> [WHAT YOU SHOULD DO] Gather all lines in the data that hold the string "overcast".

-- DATA SHOWN follows --

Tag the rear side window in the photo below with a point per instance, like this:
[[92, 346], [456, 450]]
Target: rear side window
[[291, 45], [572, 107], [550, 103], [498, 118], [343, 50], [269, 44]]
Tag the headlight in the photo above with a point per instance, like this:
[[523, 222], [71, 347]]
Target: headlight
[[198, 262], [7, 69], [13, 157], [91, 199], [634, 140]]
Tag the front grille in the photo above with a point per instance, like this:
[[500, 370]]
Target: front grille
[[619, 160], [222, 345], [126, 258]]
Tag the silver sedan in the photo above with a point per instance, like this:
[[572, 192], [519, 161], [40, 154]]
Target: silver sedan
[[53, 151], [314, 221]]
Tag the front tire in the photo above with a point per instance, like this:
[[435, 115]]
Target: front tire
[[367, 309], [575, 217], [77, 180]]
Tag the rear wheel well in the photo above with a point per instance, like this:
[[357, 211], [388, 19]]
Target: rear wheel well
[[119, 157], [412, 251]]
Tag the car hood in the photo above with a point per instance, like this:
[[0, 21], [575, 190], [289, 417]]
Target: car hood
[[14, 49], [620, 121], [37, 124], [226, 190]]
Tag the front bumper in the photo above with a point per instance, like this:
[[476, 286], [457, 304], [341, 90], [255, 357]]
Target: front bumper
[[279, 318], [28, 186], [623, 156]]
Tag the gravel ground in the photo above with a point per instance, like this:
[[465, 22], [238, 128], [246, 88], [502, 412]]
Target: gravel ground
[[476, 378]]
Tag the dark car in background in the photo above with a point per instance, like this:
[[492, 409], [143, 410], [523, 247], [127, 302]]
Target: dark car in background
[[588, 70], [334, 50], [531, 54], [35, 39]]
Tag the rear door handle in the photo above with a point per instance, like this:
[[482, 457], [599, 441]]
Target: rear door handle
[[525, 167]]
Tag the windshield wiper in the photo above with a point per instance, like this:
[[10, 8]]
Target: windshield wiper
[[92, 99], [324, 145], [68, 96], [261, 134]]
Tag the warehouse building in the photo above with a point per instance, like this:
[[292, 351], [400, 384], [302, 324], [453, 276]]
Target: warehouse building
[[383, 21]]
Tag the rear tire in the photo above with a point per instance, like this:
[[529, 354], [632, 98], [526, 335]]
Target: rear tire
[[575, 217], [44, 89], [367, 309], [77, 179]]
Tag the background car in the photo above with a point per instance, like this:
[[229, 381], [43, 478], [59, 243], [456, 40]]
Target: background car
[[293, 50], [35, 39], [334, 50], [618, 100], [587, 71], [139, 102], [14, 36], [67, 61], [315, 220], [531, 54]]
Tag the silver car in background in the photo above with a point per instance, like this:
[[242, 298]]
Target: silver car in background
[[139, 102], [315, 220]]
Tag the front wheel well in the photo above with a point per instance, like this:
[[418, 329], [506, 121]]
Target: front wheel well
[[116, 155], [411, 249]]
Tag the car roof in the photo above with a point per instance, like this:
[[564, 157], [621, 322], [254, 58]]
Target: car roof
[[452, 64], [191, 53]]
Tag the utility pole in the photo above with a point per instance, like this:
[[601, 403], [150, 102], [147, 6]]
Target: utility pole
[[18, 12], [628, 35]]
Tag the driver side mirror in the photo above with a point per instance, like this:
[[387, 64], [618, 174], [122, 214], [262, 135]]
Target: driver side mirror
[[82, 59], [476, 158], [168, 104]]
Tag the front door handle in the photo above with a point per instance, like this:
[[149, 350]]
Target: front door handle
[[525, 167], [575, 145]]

-- DATA SHOWN concluded --
-- DATA SHOWN follows --

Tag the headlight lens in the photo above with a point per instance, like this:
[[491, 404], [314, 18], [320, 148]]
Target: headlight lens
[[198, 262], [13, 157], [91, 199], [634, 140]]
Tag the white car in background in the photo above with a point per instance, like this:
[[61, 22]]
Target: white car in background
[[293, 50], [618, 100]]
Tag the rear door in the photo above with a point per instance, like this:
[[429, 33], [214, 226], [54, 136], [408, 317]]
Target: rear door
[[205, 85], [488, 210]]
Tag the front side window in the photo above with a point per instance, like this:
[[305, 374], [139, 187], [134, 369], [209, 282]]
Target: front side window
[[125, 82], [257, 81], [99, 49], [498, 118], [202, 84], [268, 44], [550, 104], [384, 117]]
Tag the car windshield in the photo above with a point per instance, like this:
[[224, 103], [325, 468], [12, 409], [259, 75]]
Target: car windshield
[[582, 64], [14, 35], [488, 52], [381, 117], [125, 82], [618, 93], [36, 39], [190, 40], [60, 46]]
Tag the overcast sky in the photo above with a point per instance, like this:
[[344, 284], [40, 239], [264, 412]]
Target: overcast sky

-- DATA SHOWN concluded --

> [SOLUTION]
Tag the overcast sky in the photo above with a point per instance, like this:
Target: overcast sky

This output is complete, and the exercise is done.